** Start of Records provided **

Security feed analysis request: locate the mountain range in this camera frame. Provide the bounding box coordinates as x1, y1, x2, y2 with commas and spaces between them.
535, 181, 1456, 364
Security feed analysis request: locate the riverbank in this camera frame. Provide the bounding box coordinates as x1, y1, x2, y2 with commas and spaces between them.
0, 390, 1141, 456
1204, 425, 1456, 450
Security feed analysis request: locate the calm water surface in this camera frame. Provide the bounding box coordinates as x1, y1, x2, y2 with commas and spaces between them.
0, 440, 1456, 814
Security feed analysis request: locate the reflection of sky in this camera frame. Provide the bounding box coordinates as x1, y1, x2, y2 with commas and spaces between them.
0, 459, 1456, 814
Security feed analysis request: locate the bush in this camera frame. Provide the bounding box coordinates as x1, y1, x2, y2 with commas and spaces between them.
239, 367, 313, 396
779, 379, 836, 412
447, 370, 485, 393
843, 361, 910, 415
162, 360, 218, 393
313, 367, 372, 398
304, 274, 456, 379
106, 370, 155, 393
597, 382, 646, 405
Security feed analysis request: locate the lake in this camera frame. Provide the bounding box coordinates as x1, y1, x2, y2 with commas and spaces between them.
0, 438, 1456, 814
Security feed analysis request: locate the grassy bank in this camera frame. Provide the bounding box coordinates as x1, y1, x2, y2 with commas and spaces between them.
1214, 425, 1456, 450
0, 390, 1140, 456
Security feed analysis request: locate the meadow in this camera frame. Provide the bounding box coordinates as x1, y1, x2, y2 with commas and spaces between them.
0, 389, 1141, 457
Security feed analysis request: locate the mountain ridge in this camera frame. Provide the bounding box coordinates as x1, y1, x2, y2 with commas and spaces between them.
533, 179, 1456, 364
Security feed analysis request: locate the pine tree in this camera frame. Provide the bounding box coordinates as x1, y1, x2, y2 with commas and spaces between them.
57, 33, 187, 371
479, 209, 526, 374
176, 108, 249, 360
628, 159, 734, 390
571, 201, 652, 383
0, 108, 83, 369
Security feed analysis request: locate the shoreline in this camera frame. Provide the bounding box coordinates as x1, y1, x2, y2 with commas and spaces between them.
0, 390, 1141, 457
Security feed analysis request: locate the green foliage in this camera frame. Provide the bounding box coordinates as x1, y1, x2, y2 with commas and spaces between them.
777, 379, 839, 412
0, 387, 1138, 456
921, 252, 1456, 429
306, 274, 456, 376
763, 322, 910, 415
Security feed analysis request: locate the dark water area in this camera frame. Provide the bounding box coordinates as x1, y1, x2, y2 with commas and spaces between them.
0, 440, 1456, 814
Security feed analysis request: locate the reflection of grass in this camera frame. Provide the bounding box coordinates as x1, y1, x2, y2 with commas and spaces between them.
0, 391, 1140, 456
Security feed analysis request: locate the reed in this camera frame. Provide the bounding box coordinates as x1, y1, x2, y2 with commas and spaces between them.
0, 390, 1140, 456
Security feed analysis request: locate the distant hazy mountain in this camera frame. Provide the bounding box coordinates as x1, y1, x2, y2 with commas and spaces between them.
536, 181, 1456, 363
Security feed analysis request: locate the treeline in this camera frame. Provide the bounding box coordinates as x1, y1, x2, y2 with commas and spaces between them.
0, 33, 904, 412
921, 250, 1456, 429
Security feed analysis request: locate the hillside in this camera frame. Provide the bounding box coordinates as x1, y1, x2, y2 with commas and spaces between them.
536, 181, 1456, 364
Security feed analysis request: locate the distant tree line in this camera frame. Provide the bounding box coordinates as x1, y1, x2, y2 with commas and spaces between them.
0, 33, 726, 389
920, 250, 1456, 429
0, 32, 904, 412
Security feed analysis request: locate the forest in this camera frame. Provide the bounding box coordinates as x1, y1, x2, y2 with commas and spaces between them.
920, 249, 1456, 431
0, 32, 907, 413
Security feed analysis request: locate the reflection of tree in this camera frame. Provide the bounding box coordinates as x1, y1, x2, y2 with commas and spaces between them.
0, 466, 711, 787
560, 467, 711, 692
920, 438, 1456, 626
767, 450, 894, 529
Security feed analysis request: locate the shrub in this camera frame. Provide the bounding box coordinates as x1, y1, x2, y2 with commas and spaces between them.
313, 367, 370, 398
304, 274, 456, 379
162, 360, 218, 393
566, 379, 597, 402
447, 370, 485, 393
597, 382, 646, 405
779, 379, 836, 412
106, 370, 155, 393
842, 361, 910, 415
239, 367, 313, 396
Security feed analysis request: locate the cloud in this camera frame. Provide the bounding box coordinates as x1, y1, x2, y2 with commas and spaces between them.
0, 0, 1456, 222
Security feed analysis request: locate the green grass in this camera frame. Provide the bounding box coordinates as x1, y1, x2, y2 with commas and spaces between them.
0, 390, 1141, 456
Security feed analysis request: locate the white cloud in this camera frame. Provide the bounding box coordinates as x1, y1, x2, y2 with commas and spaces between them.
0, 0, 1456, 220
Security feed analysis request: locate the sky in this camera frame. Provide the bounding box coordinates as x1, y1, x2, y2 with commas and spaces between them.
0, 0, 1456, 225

** End of Records provided **

Requirements: Rewrite the items from the line containing "Security feed analysis request: locate the white" through the end of the items, switching "camera frame" to "video frame" and leaving everything else unchanged.

Final result:
Security feed analysis request: locate the white cloud in this video frame. Provide the bounding box coordinates as x1, y1, x2, y2 with commas and spaces between them.
0, 0, 1456, 220
Security feed analysis request: locate the sky in this video frame. Provide the bounding box coordinates as x1, y1, x2, y2 with commas and spaces between them.
0, 0, 1456, 225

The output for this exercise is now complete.